# start of Quoted text
- Been a happy user of MS in production for https://notado.app for many years, and someone from MS even reached out to me a few years ago thanking me for my write-up of syncing Postgres records to MS[1], saying they used it as a reference for something they later shipped.
I haven't kept up with the latest updates, all these new AI references don't inspire confidence at all, but the older version I'm running is chugging along and doing a great job.
[1]: https://notado.substack.com/p/how-notado-syncs-data-from-pos...
- Meilisearch is great, used it for a quick demo
However if you need a full-text search similar to Apache Lucene, my go-to options are based on Tantivy
Tantivy https://github.com/quickwit-oss/tantivy
Asian language, BM25 scoring, Natural query language, JSON fields indexing support are all must-have features for me
Quickwit
- https://github.com/quickwit-oss/quickwit
- https://quickwit.io/docs/get-started/quickstart
ParadeDB
- https://github.com/paradedb/paradedb
I'm still looking for a systematic approach to make a hybrid search (combined full-text with embedding vectors).
Any thoughts on up-to-date hybrid search experience are greatly appreciated
by justAnotherHero
0 subcomment
- We have been using Meilisearch with firebase for years and it has always worked great.
I just wish they would update the extension on the firebase extensions hub[1] because the current version available uses node 14 which is not supported by cloud functions on GCP so the extension is not usable at all.
What's weird is that the latest version available on their repo has upgraded the node version but they are not offering it in the extensions hub.
[1]: https://extensions.dev/extensions/meilisearch/firestore-meil...
# end of Quoted text
# start of Dataset extract
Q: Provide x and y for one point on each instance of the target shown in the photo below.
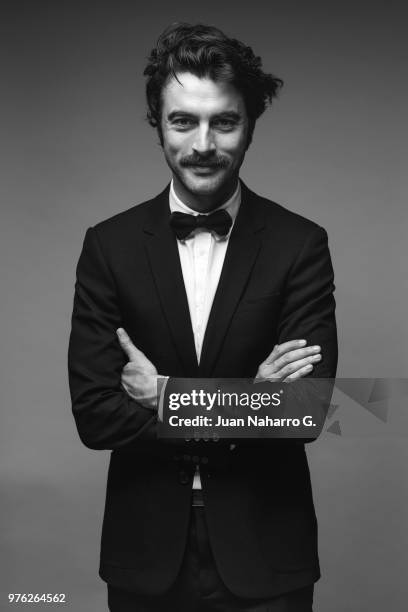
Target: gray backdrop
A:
(75, 149)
# end of Dataset extract
## Things to do
A) In the forum thread about Meilisearch, which features does one commenter call must-haves? List them all.
B) Translate this sentence from the forum thread about Meilisearch into Spanish: "What's weird is that the latest version available on their repo has upgraded the node version but they are not offering it in the extensions hub."
C) Carry on the forum thread about Meilisearch from the point where it ends.

## Answers for the exercise
A)
- Asian language
- BM25 scoring
- Natural query language
- JSON fields indexing support

B) Lo raro es que la última versión disponible en su repositorio ha actualizado la versión de Node, pero no la están ofreciendo en el hub de extensiones.

C)
by softwaredoug
1 subcomments
- One thing to _always_ dig into is how your hybrid search solution filters the vector search index. This is not at all standardized, often overlooked, but when you want "top X most similar to query by embedding, but also in Y category/match Z search terms" its the core operation your hybrid search is doing
Here's a rollup of algorithms...
https://bsky.app/profile/softwaredoug.bsky.social/post/3lmrm...
- On their homepage, using vanilla search, I entered the first word of a particular funny movie and it was third result.
Switching on the AI toggle, I entered the same word, and got no results.
by adrianvincent
0 subcomment
- I have been using Meilisearch for https://www.comparedial.com/ since the early alpha versions. Ridiculously easy to set up compared to alternatives.
- Is meilisearch ready for production workloads? I would love to use some of the feature set, but is the only option for HA running multiple instances and keeping them in sync?
by saintfiends
2 subcomments
- Meilisearch is really good for a corpus that rarely changes from my experience so far. If the documents frequently change and you have a need to have those changes available in search results fairly quickly it ends up with pending tasks for hours.
I don't have a good solution for this use-case other than maybe just the good old RDBMS. I'm open for suggestions or anyway to tweak Meilisearch for documents that gets updated every few seconds. We have about 7 million documents that's about 5kb each. What kind of instance do I need to handle this.
- Tested Meilisearch recently, was a great experience, getting a multi-index search running in our frontend was very easy. Just wish they had an Australian instance, the closest is Singapore :(
by mentalgear
0 subcomment
- Notable alternative Orama: https://github.com/oramasearch/orama
> complete search engine and RAG pipeline in your browser, server or edge network with support for full-text, vector, and hybrid search in less than 2kb.
by amazingamazing
0 subcomment
- I wish these had pluggable backends separate from the actual implementation of indices so you could use your own store, rather than have to sync constantly. The performance would likely be worse, but at least you don't have to worry about staleness when rehydrating...
- What's the hybrid reranking story? Does it support streaming ingestion and how?
- Librechat has it as a dependency. Seems very memory heavy like elasticsearch. 3G+ memory at all times even on a new-ish instance with just one user.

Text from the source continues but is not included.